• _Work task_:
Your answer is the lines below, exactly, from the one that contains "# indicate every instance of the sea" through the one that contains "Query: man in dark suit", both included.

• _Data under study_:
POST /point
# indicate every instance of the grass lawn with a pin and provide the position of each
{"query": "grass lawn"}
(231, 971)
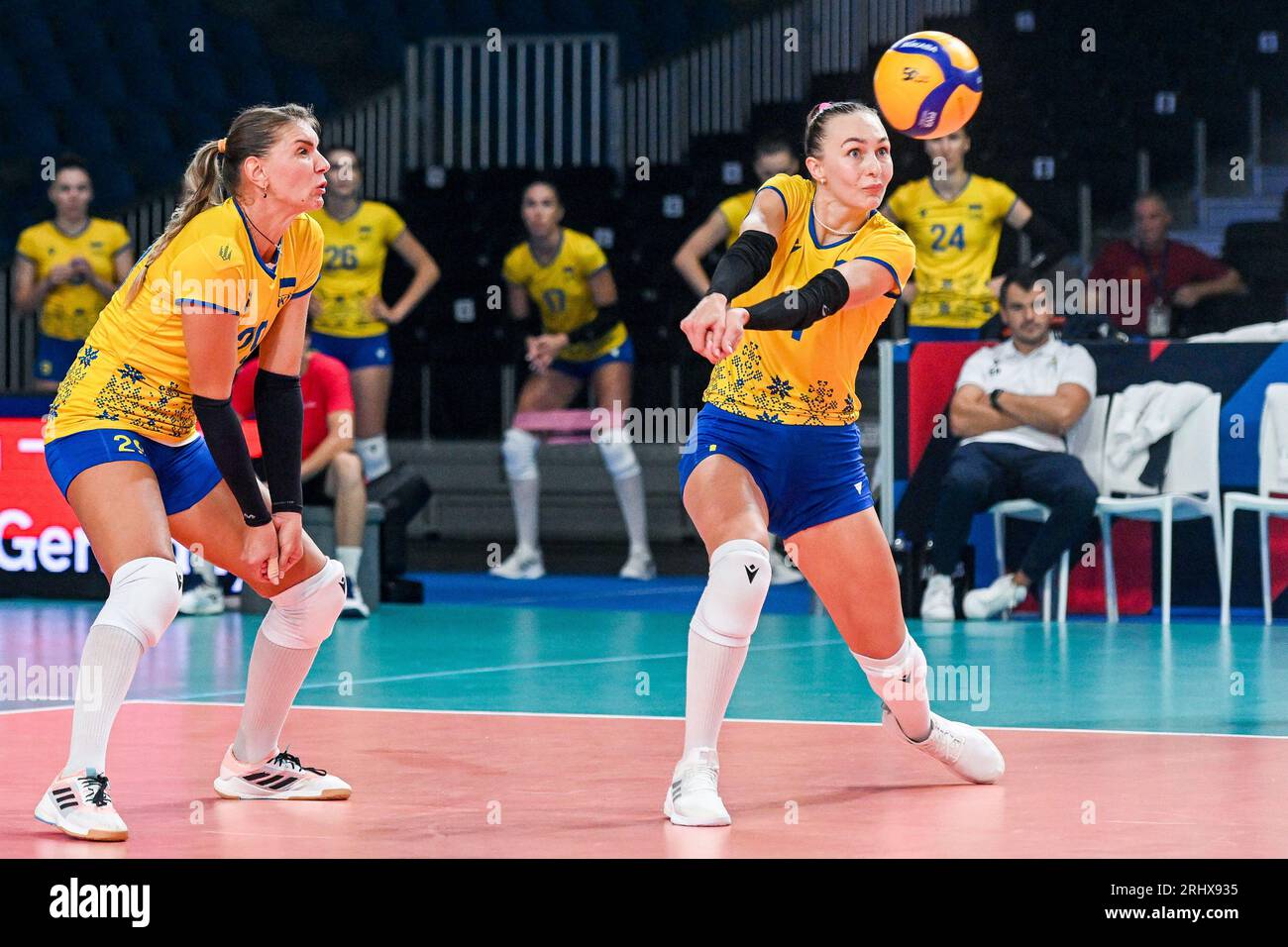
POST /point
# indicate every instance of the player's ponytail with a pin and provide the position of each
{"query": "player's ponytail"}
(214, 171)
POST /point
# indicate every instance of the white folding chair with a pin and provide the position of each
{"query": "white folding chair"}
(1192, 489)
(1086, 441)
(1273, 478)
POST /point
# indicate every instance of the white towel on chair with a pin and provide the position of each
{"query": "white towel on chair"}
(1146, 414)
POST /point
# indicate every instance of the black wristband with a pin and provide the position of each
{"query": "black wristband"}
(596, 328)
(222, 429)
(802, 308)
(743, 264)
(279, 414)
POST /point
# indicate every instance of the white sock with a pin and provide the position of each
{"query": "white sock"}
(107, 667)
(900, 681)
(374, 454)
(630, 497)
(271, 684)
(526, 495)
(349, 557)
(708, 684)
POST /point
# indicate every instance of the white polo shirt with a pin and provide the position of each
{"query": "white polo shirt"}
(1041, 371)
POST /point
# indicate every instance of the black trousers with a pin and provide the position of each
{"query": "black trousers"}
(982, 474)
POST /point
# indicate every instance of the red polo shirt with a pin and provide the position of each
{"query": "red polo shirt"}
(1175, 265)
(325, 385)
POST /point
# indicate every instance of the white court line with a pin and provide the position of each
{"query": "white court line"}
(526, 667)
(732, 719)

---

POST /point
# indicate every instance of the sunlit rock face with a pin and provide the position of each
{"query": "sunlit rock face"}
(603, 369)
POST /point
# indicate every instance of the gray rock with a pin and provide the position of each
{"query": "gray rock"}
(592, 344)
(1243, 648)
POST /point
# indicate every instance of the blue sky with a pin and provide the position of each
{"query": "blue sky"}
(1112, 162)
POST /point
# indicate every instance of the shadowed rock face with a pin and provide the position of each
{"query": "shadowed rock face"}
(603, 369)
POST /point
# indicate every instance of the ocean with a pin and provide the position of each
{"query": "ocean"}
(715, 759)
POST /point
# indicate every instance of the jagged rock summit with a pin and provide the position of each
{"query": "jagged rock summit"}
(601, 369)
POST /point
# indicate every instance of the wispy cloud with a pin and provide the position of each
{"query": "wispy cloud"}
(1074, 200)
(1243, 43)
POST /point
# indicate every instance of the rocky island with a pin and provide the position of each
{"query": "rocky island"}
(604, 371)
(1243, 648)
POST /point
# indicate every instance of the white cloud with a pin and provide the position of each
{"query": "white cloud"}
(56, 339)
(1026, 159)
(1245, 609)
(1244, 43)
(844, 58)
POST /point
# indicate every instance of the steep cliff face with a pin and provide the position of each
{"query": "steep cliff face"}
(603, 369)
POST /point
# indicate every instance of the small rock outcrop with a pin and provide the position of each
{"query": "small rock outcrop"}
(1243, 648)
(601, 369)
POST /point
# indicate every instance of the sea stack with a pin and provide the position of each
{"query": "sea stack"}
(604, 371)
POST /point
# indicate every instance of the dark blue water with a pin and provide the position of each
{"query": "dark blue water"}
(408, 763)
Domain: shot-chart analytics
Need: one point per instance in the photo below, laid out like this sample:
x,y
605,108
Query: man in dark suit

--

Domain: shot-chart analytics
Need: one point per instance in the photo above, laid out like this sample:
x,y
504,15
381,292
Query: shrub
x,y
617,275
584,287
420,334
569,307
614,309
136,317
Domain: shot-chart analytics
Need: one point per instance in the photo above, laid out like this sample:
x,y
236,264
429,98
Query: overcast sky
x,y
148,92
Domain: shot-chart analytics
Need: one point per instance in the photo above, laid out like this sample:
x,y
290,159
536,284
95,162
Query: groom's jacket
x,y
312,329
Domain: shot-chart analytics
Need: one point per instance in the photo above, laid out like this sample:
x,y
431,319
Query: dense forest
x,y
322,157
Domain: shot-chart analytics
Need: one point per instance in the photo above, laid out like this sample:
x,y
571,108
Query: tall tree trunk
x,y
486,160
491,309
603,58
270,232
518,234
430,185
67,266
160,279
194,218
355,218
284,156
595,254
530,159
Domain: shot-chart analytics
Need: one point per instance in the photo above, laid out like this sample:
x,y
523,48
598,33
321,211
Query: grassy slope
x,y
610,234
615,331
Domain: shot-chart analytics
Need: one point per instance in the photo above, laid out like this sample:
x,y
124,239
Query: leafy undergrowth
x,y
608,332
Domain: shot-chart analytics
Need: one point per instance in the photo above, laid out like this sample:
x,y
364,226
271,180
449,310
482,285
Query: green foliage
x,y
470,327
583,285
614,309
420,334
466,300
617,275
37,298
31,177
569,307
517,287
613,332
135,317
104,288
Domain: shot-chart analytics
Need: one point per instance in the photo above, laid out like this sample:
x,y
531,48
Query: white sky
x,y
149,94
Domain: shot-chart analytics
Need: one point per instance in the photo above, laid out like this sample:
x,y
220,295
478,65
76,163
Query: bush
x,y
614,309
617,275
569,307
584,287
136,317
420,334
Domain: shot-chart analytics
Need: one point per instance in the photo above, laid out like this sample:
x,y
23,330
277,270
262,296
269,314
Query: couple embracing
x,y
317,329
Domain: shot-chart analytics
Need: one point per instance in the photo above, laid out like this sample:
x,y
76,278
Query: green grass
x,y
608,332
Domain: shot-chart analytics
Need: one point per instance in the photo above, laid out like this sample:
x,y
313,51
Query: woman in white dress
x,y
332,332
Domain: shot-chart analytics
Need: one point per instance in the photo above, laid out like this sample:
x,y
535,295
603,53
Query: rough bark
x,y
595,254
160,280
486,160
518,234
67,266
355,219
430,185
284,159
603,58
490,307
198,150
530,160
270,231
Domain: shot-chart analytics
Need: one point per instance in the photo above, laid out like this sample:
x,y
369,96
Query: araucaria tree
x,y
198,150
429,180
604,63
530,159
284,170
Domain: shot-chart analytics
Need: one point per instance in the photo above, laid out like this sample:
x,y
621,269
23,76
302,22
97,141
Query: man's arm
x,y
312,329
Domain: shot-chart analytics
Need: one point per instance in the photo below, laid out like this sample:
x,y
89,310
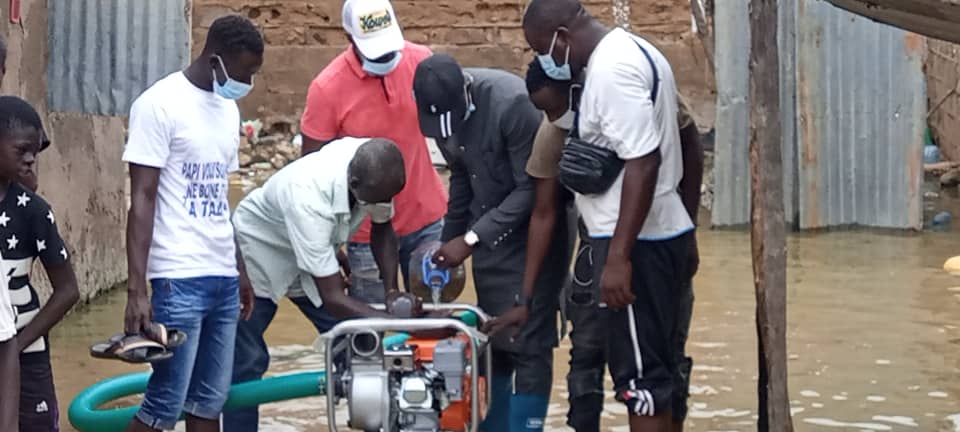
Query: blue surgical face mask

• _Written solution_:
# indicate every instance of the sea stack with a pin and provide the position of each
{"query": "sea stack"}
(604, 371)
POST /point
# indicate every instance of the dark blue water with a pin and provide the position of each
{"query": "dark blue water"}
(408, 763)
Domain: shot-chart analytics
Need: one point per instance in the photo below, laid out like this sample:
x,y
605,108
Query: man in dark suit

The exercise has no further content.